__Problem requirements__.
From the listing below, extract each entry exactly as written, minus the images.

__Record extracts__.
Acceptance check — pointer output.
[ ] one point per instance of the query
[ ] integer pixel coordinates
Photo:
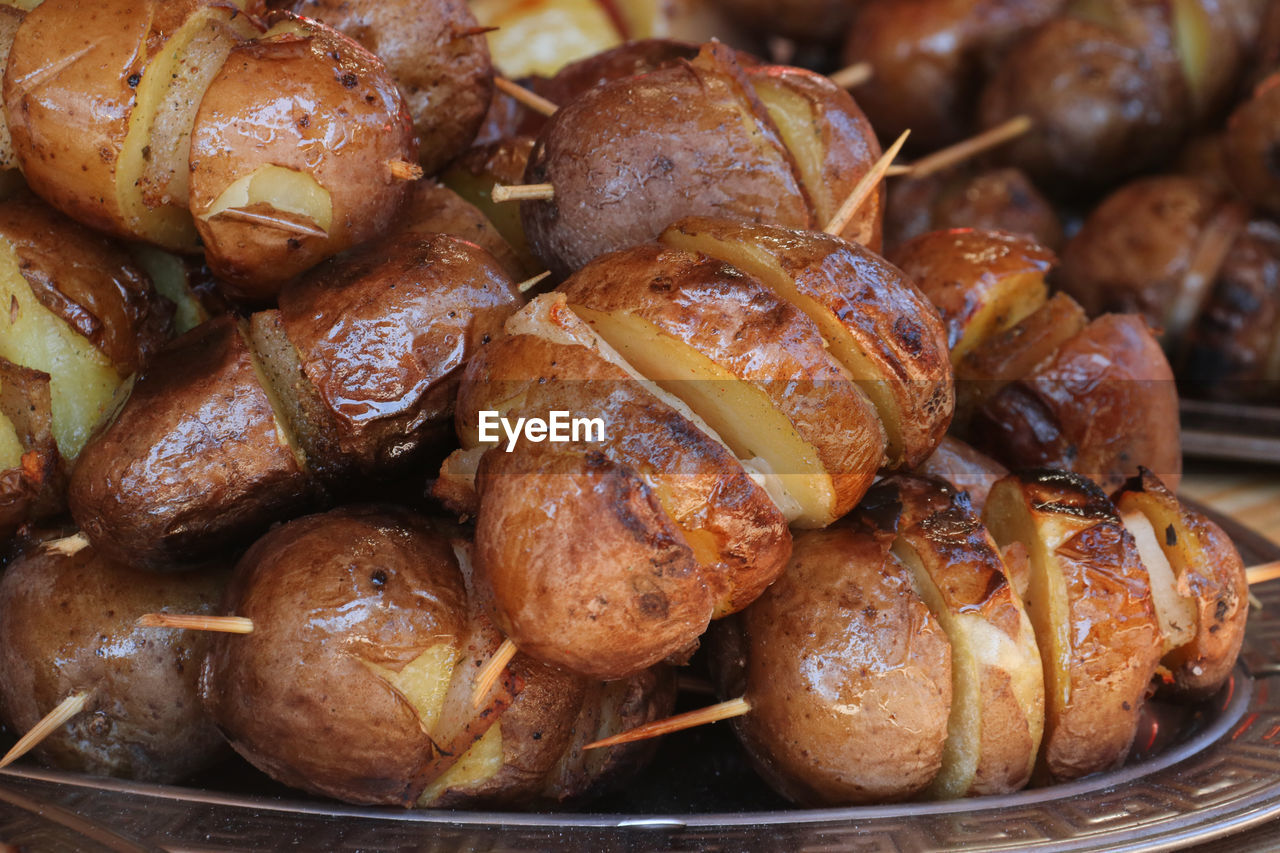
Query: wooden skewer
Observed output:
(970, 147)
(531, 100)
(522, 192)
(68, 546)
(530, 283)
(864, 187)
(492, 670)
(199, 623)
(405, 170)
(59, 716)
(679, 723)
(853, 76)
(1264, 573)
(272, 222)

__Result for this exercise__.
Acceptance check — pointer output.
[ ] one point per instance of the query
[ ] integer pixel coordinates
Photo:
Query: wooden skewer
Observed output:
(970, 147)
(531, 100)
(522, 192)
(68, 546)
(530, 283)
(864, 187)
(492, 670)
(199, 623)
(405, 170)
(59, 716)
(679, 723)
(853, 76)
(1264, 573)
(272, 222)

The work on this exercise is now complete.